* What is expected:
Without including any images, reproduce each entry exactly.
-- Data extracts follows --
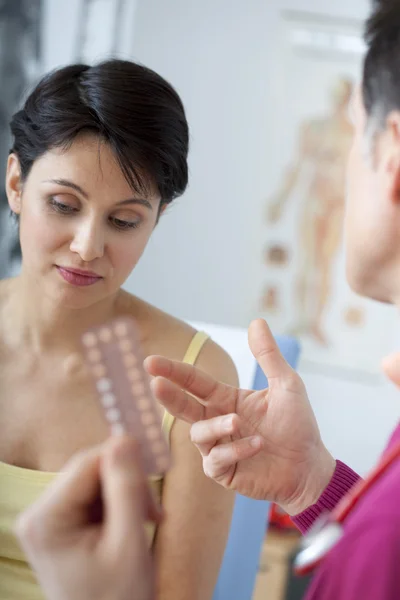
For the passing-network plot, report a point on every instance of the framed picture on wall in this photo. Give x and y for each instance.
(304, 290)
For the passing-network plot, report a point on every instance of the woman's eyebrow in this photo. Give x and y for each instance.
(77, 188)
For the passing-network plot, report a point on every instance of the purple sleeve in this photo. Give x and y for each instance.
(342, 481)
(363, 566)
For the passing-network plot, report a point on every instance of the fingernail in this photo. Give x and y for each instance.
(227, 424)
(255, 442)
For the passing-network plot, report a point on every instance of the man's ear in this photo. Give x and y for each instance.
(14, 183)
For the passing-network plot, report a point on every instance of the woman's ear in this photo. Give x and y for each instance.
(14, 183)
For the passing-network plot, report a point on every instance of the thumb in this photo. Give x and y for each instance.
(65, 503)
(128, 500)
(391, 367)
(265, 350)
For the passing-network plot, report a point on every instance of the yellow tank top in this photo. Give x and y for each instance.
(20, 487)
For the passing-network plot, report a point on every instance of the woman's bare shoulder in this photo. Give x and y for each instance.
(169, 336)
(160, 332)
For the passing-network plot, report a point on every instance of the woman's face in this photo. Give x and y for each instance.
(79, 214)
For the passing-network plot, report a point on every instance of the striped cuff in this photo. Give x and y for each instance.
(342, 481)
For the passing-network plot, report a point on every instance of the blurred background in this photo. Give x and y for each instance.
(266, 85)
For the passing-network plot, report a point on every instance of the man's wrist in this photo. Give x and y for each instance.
(317, 480)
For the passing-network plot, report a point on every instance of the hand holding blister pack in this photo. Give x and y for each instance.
(113, 355)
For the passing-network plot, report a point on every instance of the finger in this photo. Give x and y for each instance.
(206, 434)
(224, 457)
(176, 401)
(127, 499)
(265, 350)
(391, 367)
(191, 379)
(65, 503)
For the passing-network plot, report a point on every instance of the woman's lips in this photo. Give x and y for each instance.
(78, 277)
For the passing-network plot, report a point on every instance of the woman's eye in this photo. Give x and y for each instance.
(124, 225)
(62, 208)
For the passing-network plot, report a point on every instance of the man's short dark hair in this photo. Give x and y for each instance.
(381, 73)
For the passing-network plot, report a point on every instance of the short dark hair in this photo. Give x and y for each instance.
(127, 105)
(381, 72)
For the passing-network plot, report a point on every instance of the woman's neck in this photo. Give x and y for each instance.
(39, 323)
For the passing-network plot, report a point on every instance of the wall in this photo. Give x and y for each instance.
(202, 263)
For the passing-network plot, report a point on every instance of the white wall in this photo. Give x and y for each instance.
(202, 261)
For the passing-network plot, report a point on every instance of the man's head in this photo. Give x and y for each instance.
(373, 195)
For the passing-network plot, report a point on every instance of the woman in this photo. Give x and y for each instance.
(98, 153)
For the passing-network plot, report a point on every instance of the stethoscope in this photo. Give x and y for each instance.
(328, 530)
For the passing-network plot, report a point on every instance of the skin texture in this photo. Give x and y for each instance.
(47, 408)
(287, 461)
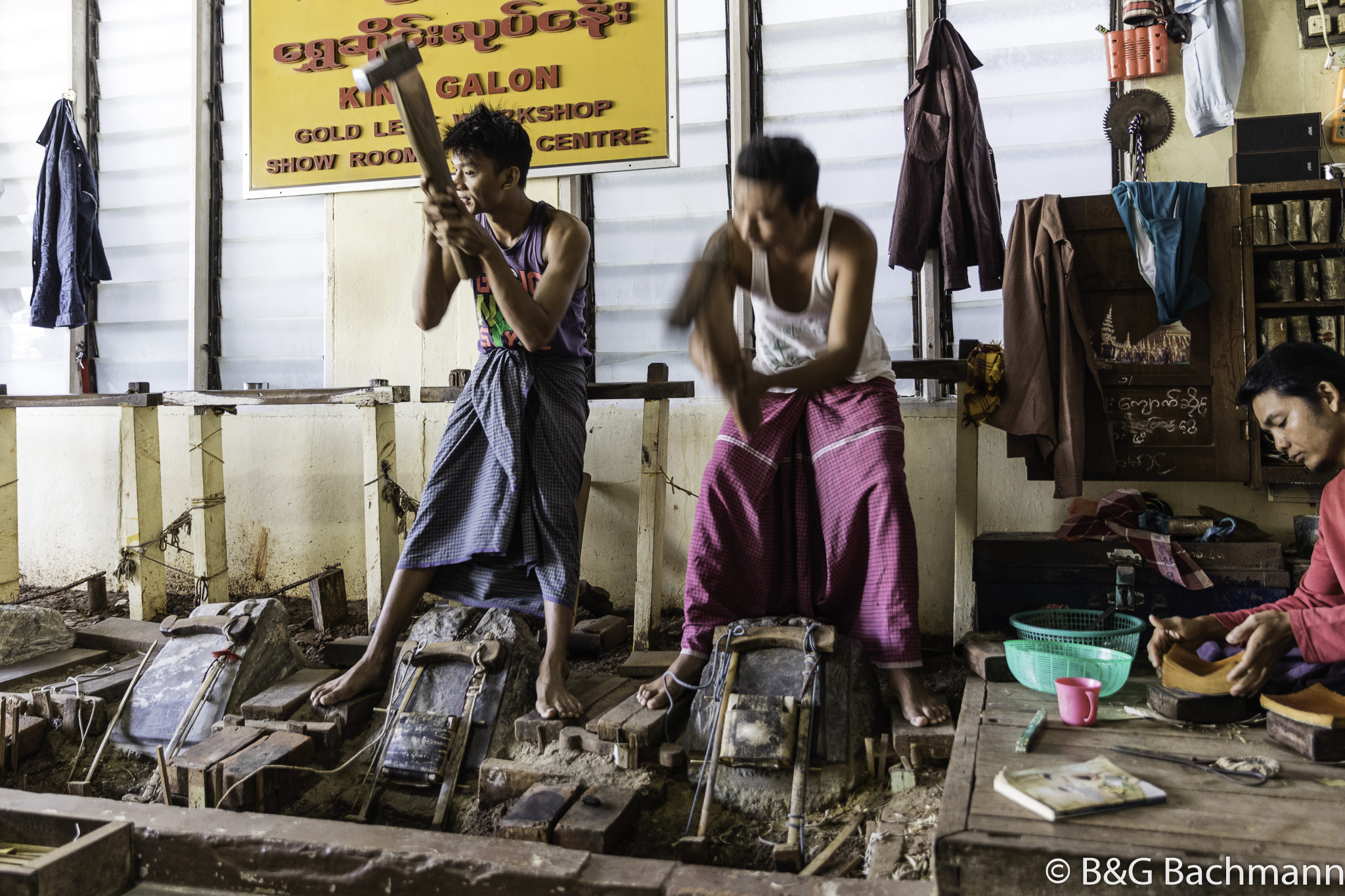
-- Data extracts concluded --
* Output:
For the passing-network plot, report a point on every instance of the framed picture on wall in this photo. Give x and y for each instance.
(304, 290)
For the passing-network plot, report a point on every instance of the woman's eyebrow in this photo. Give x and y for each instance.
(77, 188)
For the passing-network plot, report a point on every instance of the purple sleeve in this photo. Give x and y for each instance.
(342, 481)
(363, 566)
For the passing-network plot, report a point on every instance of the fingernail in this photo. Give x and y for each instance.
(227, 424)
(255, 442)
For the passing-network plot, report a point on every instance of the man's ear in this photo. Give x and y for each instance.
(14, 183)
For the passing-network plot, report a point on every instance of the woman's ear in this photo. Give x and y for each instance.
(14, 183)
For the passing-network plot, report a point on every instance of the thumb in this photo. Give x and y for each instance.
(65, 503)
(128, 500)
(391, 367)
(265, 350)
For the passing-network plot, report a point on every instance of the yellow tank top in this photo. Give x and y for each instance.
(20, 487)
For the passing-network plot, report a point on every instance of the woman's bare shoulder in this photo. Give x and y for each instance.
(169, 336)
(160, 332)
For the passing-network plot, report a point on every instance of the woman's face in this photo. Give x and y for each instance.
(79, 214)
For the passing-network plot, report a point on every instance of the striped cuff in this photo. Give x and y for each instance.
(342, 481)
For the passing-network plot, report a point on every instance of the blurred background in this photo. Give x and y for each instance.
(266, 85)
For the passing-network plot, report a point on every instance of the man's wrist in this photo. Give x and y for each instance.
(317, 480)
For the passing-network plot, report a point on every instance of the hand holding blister pack in this photo. Give x and y for each instance.
(113, 355)
For the passing-network plot, report a point on every instance of the finger in this photo. Give x and y for each instance.
(206, 434)
(224, 457)
(176, 401)
(127, 499)
(265, 350)
(391, 367)
(191, 379)
(65, 503)
For the passing-network plot, report a point on every instance of the woman's lips in this photo. Give x and y for each instance.
(78, 277)
For the passing-network plot, report a point on every instance of the woman's eye in this photo. Give x and y for each instance.
(124, 225)
(62, 208)
For the passing-network plot, report a point on every instance of the man's short dark hair in this photo. Give x and y for each instance.
(381, 73)
For the passing-network plot, report a point on every instance of the short dark hair in this photo. Give x and y for each instance.
(127, 105)
(381, 72)
For the passing-network plot, report a point on every instance of the woman's neck in this photo. Give x and y for each instance.
(39, 323)
For the passing-network plot, report a point on every instance of the wall in this photo. Give x and y for each instance.
(202, 263)
For the passing-network plot, report a point on every instance of the white wall in this photo. Give x and y for each instance.
(202, 261)
For the passing-network plot, report a point on every instance of the man's head in this photo. Give x and y for each instance.
(373, 195)
For the passing-network plot, report a point on every instance of the woman in this photo. Give x and y for each instance.
(98, 153)
For the passing-network plot, report a point on every instance of the stethoscope in this photo. Give x and y for each instance.
(328, 530)
For the passing-network plot, report a point on every instance of the skin texture in this photo. Give x and y for each instance.
(47, 408)
(287, 461)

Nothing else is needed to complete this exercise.